▶ **EXCERPTED DATA**:
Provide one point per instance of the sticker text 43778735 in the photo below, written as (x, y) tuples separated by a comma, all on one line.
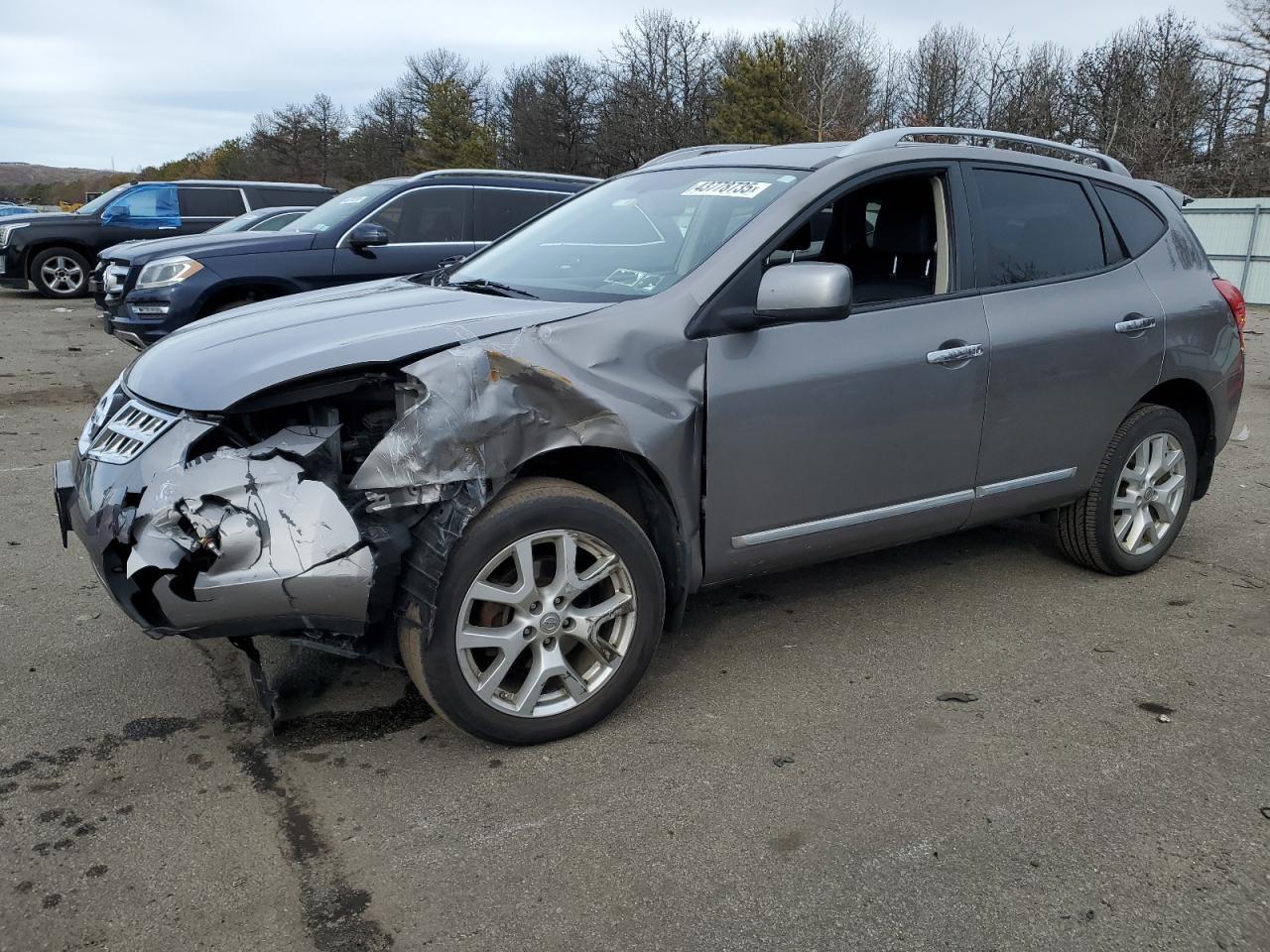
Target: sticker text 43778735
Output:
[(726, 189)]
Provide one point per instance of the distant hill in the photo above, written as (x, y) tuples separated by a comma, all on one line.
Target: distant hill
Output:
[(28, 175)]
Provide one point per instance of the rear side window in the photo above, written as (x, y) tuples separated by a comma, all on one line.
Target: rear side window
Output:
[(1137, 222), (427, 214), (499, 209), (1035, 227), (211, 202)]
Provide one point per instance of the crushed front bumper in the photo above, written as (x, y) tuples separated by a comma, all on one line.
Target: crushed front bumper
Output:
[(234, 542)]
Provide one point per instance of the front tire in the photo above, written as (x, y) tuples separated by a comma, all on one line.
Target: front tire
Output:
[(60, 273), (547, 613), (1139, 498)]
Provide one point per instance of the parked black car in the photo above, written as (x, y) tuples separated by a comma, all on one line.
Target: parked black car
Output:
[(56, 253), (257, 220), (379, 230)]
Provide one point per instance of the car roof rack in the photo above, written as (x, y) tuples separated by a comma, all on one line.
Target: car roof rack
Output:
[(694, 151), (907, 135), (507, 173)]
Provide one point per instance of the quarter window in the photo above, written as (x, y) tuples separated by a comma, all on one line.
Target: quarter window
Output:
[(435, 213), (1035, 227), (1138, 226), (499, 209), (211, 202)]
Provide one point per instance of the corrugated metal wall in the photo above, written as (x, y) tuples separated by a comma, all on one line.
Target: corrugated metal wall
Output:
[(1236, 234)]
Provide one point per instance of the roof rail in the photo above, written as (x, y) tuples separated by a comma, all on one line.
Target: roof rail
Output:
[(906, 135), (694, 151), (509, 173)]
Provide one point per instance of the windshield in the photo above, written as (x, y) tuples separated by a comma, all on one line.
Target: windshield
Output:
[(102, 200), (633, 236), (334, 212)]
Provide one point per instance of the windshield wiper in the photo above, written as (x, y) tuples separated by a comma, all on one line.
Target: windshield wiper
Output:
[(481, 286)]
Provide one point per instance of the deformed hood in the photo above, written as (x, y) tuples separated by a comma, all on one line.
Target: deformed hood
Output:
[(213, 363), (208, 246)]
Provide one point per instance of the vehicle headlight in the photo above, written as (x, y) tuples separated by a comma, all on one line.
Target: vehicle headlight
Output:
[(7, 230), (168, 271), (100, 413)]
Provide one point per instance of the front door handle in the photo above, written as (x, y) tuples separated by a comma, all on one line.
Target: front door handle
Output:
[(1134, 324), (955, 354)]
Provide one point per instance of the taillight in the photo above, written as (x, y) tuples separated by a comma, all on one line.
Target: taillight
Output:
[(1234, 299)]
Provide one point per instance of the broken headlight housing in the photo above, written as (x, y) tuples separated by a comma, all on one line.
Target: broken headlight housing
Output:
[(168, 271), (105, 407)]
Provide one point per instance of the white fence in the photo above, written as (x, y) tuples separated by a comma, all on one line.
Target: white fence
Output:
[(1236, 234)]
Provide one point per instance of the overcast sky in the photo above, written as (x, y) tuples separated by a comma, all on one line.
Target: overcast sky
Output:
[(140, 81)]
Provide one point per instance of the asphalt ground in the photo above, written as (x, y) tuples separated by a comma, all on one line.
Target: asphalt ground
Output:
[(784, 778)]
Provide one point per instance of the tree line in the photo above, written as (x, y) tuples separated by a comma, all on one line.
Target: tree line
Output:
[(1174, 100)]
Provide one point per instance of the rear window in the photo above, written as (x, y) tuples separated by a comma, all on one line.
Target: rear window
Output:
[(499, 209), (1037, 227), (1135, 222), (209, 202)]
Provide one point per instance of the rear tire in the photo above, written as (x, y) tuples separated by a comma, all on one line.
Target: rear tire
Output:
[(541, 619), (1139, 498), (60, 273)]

▶ **EXERCISE INSTRUCTIONS**: Among the lines of the preceding data, which ones hold the word "fence"? List them.

▶ **SOLVED EXERCISE**:
Provide one point per instance of the white fence in the photo above, written as (x, y) tuples separated by a comma, all on one line.
Target: white fence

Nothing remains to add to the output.